Please copy every record below exactly, leaving out the pictures.

_Referring expression data_
:::::

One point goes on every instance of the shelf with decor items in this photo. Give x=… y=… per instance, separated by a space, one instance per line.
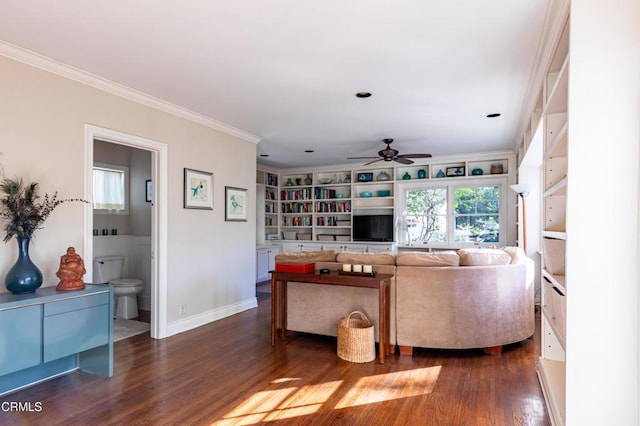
x=319 y=205
x=267 y=205
x=551 y=366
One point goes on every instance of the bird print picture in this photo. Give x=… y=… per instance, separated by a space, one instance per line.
x=198 y=189
x=235 y=204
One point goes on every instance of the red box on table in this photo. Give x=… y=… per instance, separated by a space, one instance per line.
x=305 y=268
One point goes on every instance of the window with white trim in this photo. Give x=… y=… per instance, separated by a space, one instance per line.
x=453 y=213
x=110 y=189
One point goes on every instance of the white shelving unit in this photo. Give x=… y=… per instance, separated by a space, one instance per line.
x=551 y=365
x=319 y=206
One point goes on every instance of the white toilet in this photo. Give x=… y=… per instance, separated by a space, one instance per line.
x=108 y=269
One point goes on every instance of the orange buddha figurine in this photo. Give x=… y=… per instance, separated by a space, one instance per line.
x=71 y=271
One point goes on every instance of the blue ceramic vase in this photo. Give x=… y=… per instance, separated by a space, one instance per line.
x=24 y=276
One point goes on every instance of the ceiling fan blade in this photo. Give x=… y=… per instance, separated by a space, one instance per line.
x=402 y=160
x=374 y=161
x=414 y=156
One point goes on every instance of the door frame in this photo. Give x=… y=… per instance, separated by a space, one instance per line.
x=159 y=170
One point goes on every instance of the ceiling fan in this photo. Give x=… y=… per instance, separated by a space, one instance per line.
x=390 y=154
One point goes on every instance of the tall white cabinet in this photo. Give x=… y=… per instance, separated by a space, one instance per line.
x=589 y=366
x=551 y=365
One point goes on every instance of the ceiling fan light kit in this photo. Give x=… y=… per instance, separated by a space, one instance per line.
x=390 y=154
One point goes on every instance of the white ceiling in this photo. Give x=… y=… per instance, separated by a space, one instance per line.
x=287 y=71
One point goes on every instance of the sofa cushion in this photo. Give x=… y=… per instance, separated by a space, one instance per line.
x=483 y=257
x=366 y=258
x=421 y=258
x=516 y=253
x=307 y=256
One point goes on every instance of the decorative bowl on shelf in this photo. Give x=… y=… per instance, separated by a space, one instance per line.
x=383 y=176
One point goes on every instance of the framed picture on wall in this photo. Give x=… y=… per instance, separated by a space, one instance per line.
x=235 y=200
x=198 y=189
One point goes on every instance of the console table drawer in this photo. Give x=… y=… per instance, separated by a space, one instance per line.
x=73 y=304
x=75 y=331
x=20 y=338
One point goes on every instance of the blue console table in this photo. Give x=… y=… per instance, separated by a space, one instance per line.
x=49 y=333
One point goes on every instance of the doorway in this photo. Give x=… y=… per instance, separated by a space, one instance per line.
x=157 y=277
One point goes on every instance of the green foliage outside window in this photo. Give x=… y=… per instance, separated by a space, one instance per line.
x=476 y=212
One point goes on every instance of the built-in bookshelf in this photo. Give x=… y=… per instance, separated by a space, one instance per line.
x=320 y=205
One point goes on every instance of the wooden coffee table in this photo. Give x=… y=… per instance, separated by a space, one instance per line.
x=382 y=282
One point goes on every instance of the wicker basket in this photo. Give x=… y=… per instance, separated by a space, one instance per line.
x=356 y=341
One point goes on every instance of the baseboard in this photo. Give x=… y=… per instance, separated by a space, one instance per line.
x=195 y=321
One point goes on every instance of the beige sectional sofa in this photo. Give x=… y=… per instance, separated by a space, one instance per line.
x=474 y=298
x=470 y=298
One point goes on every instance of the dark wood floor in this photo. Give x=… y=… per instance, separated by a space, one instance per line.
x=228 y=373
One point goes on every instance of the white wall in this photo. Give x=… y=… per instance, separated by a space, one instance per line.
x=211 y=266
x=602 y=213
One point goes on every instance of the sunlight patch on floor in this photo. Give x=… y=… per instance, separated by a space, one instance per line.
x=390 y=386
x=281 y=404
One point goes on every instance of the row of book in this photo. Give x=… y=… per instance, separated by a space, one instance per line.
x=333 y=207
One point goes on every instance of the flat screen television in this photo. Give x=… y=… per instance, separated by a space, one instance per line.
x=373 y=228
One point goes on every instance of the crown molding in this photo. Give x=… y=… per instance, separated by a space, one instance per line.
x=55 y=67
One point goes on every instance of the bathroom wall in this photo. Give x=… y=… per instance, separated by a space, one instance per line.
x=134 y=229
x=137 y=259
x=138 y=221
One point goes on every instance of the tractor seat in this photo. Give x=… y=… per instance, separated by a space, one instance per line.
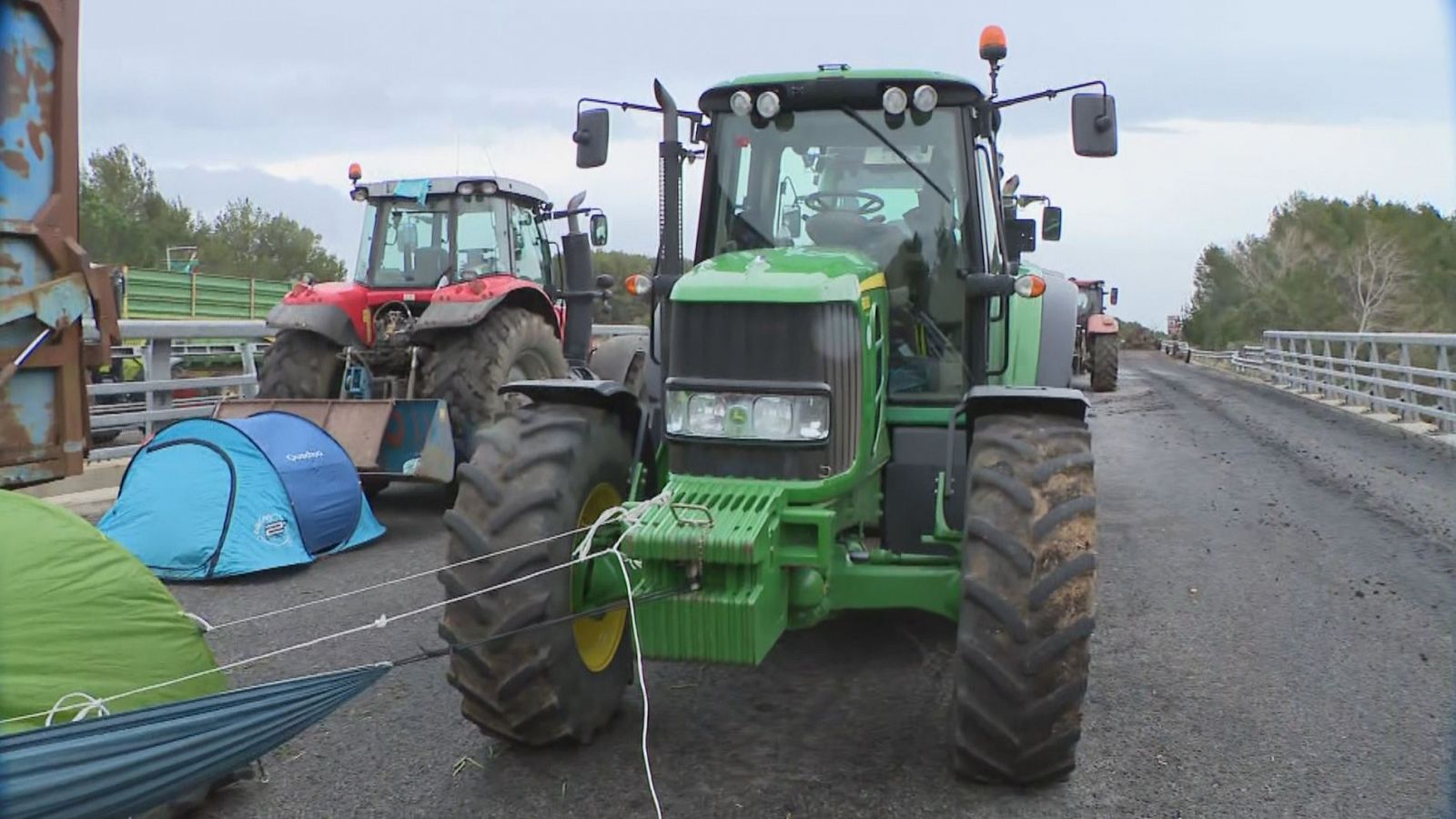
x=429 y=264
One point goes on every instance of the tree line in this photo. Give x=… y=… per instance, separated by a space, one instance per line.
x=126 y=219
x=1361 y=266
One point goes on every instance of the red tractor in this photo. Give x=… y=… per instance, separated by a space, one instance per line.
x=456 y=292
x=1097 y=336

:::::

_Output for this exercise_
One point goes on every instance of the shelf with decor items in this photo. Give x=… y=… per instance, separated by a space, one instance per line.
x=319 y=205
x=267 y=205
x=551 y=366
One point goes on every instance of the bird print picture in this photo. Give x=… y=… per instance, separated by a space, one instance per line.
x=198 y=189
x=235 y=204
One point goes on every instance of the red box on table in this photo. Give x=… y=… per instance, separated by a space, one instance per line.
x=305 y=268
One point goes on every instance of the window with white trim in this photo. Give x=… y=… per instance, separated by a space, one instance per line.
x=453 y=213
x=110 y=189
One point goes on every instance of the white shelving unit in this photo. Give x=… y=… per instance, separated by a space, one instance per line.
x=551 y=365
x=319 y=206
One point goes on every instance of the white toilet in this photo. Give x=… y=… per instance, separated by a space, one instance per line.
x=108 y=269
One point goes on every instance of the orange buddha figurine in this photo. Give x=… y=… per instance, separated by a space, one instance per line.
x=71 y=271
One point goes on every instance of the blue ceramic vase in this photo. Give x=… y=… per instance, separated by a space, one instance per line.
x=24 y=276
One point goes on every instance of the ceiling fan blade in this photo. Give x=… y=… per instance, separated by a space, one instance per line.
x=402 y=160
x=374 y=161
x=414 y=156
One point goes on every instance of the door frame in this photo. Give x=… y=… per instance, separated by a space, one instance per line.
x=159 y=170
One point goes on every instance of the ceiling fan in this photo. Give x=… y=… per instance, separated by a space, one instance per line.
x=390 y=154
One point goes on every instance of the tall white cabinet in this photo. Give x=… y=… per instance, separated by a space, one instance per line.
x=589 y=366
x=551 y=365
One point goes on every instance of the ceiling fan light kit in this photo. Give x=… y=… per instance, separated by a space, one instance per line.
x=390 y=154
One point goes on every instance of the white ceiling in this photo. Give x=… y=… per instance, separated by a space, one instance per line.
x=287 y=71
One point goes on every instance of the sofa cushion in this photo. Give x=… y=… per instance, separated by a space, one instance per line.
x=483 y=257
x=366 y=258
x=421 y=258
x=516 y=253
x=307 y=256
One point goes on every instance of the decorative bowl on shelf in this photo. Give x=… y=… per instance, separated by a space, one instance per line.
x=383 y=176
One point goes on every instance of the framed picture on wall in this photo. Give x=… y=… per instance, separated by a space, one instance per line.
x=235 y=200
x=198 y=189
One point goes on every instance of the console table drawer in this photo. Give x=… y=… per instance, separated by a space, one instance per line.
x=73 y=304
x=75 y=331
x=20 y=338
One point goes on every instance of the blue console table in this photo. Give x=… y=… per instance, separated by a space, one instance per line.
x=49 y=333
One point goes on every instance of the doorway in this photo. Give x=… y=… per instance, separated by a space, one instance per line.
x=157 y=277
One point goes on every instance of the green foliage outside window in this photo. Give x=… y=… per instance, separated by a space, one instance per line.
x=476 y=212
One point goes on every instance of the built-in bookshelf in this photo. Give x=… y=… per instance, separated by a space, one instance per line.
x=320 y=205
One point goes on every instance of the wooden coffee table in this photo. Give x=… y=… per instance, separated by a space, one instance per line.
x=382 y=282
One point goes on every instance of the wicker basket in this photo. Give x=… y=… per instance, separated by a space, one instance per line.
x=356 y=341
One point goes on every instance of the baseboard in this photo. Give x=… y=… per instance, separated by a space, one instance per line.
x=195 y=321
One point goes on every instance of the beige sectional sofa in this photo. Give x=… y=… per instance, separated by a space, one instance per line.
x=474 y=298
x=470 y=298
One point goes on every instance of the dark wood floor in this photo. Give x=… y=… per instance, separated by a space, one instance per line.
x=228 y=373
One point goes on every instance of the white wall in this photo. Give x=… y=… per instance, separated by a space, one instance per line.
x=211 y=266
x=602 y=213
One point goes on every instance of the sunlight patch on floor in this photo. Give x=… y=… per instance, separated by a space, one instance per line.
x=390 y=386
x=281 y=404
One point goes on every instance of the row of book in this photo. Give x=… y=… per instance, separated by a space, one instance per line.
x=333 y=207
One point goes on every instance of the flat screen television in this photo. Give x=… y=… per instance, separated by a space, one instance per line.
x=373 y=228
One point goes on every instance of the crown molding in this photo. Give x=… y=… per instance, separated by a space, one instance per line.
x=55 y=67
One point goes on every instance of the bathroom wall in this photo. Give x=… y=… per instance, separated by a space, one instance per line.
x=134 y=229
x=137 y=259
x=138 y=221
One point goes on every instance of the tractor seat in this photo. Give x=… y=… per instance, separated by a space, one instance per line.
x=429 y=264
One point goes on every instance of the tree line in this photo. Give x=… y=… per instance, separated by a space, one instance per line.
x=126 y=219
x=1361 y=266
One point goes on every instance of the red tractor in this photo. Give x=… y=… per instance, separated by a space, one instance per line.
x=456 y=292
x=1097 y=336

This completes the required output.